### 求められる内容
以下の項目で、文字列「decal」を含む行がいくつあるか数え、その数だけを答えること。大文字と小文字は区別する。

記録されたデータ
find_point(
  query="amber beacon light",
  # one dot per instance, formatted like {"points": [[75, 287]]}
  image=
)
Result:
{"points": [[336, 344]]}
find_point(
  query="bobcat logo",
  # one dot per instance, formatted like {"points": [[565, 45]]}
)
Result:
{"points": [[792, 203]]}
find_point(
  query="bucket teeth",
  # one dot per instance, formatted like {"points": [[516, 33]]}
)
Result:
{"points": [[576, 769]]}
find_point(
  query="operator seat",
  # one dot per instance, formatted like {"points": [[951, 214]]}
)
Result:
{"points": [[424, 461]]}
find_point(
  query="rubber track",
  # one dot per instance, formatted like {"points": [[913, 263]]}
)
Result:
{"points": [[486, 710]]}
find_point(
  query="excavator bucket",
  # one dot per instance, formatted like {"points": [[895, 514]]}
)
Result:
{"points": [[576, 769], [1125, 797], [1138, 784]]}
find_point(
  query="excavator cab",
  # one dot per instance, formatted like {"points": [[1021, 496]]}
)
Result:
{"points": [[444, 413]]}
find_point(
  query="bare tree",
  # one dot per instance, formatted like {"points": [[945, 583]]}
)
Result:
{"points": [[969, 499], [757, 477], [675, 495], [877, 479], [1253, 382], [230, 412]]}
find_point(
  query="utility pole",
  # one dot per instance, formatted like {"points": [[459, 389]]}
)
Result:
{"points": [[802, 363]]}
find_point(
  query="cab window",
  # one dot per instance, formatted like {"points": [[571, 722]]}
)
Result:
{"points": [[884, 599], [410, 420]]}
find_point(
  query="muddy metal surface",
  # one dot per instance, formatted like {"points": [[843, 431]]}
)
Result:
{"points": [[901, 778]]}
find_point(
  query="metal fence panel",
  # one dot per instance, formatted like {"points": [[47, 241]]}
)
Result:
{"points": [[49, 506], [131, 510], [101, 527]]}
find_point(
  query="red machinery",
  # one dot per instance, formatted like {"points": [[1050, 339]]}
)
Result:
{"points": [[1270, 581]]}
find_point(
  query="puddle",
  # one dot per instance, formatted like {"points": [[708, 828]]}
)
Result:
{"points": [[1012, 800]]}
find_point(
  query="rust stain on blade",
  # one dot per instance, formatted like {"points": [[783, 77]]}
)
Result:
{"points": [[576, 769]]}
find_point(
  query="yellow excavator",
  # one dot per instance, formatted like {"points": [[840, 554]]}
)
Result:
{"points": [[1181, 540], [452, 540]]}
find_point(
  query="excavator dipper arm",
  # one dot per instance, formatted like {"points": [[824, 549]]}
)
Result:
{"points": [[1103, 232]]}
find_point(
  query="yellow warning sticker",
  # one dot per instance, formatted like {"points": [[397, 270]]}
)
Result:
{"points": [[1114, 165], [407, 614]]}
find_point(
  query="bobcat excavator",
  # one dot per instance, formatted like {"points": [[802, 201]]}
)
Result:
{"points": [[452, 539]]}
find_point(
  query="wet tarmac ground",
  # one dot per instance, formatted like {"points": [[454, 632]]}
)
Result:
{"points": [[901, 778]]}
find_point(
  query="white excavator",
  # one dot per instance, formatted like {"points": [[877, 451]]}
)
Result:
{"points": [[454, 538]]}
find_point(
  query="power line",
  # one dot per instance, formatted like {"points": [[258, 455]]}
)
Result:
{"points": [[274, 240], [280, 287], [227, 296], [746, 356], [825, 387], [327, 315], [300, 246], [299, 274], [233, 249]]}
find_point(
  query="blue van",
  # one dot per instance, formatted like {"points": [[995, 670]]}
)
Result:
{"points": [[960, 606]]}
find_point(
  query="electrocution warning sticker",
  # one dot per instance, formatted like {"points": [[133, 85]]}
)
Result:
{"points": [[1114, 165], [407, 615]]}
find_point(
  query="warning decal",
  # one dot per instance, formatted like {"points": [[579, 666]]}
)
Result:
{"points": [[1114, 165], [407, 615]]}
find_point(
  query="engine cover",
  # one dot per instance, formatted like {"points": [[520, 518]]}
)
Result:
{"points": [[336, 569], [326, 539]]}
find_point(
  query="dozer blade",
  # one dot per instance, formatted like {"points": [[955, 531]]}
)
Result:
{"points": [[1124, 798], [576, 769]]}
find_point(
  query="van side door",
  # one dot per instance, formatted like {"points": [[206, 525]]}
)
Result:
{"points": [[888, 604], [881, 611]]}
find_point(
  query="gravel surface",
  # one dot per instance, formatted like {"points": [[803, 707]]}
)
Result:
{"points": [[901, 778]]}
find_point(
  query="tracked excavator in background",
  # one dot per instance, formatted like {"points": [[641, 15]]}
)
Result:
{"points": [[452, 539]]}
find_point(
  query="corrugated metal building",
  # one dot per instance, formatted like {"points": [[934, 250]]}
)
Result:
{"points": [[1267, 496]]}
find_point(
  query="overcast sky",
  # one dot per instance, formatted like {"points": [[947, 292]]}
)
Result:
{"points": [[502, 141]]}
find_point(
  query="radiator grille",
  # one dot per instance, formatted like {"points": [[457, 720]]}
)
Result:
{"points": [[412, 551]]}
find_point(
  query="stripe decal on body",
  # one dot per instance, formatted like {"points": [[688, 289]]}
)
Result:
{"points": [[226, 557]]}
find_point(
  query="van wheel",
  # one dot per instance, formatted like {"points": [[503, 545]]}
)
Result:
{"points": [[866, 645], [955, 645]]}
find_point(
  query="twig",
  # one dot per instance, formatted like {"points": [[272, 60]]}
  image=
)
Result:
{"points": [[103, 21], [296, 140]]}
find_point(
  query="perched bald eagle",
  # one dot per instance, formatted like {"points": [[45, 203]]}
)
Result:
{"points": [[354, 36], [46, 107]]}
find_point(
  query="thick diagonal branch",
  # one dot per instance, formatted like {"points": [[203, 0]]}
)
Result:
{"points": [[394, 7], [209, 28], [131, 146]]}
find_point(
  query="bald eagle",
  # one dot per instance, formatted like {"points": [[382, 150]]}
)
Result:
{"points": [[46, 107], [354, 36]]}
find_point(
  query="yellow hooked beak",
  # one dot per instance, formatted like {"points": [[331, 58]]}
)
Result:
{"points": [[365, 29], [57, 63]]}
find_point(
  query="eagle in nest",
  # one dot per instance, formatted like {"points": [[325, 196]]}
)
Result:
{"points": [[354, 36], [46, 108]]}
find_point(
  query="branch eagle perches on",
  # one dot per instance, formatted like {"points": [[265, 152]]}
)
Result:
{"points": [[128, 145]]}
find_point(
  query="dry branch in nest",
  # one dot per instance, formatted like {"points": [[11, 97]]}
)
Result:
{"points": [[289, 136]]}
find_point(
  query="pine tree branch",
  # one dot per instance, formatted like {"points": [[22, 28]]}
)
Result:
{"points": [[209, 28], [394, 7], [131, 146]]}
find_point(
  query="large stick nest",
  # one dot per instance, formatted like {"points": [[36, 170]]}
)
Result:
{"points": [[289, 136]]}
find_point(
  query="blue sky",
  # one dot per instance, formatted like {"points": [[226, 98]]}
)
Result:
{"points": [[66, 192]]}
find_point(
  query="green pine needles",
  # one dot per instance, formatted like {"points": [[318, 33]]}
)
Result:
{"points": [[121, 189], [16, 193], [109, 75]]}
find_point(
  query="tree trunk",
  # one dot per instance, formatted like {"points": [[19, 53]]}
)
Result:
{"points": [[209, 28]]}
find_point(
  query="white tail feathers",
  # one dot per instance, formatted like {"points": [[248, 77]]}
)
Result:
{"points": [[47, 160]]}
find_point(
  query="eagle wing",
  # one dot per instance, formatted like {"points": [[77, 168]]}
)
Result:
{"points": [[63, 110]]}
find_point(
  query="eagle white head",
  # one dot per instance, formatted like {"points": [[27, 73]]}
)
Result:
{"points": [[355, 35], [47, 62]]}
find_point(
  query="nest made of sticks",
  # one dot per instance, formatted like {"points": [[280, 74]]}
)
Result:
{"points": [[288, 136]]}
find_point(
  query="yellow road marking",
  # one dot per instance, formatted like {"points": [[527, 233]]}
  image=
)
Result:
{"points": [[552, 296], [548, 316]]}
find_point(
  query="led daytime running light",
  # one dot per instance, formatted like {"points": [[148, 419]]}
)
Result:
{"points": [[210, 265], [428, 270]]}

### 問題の解答
2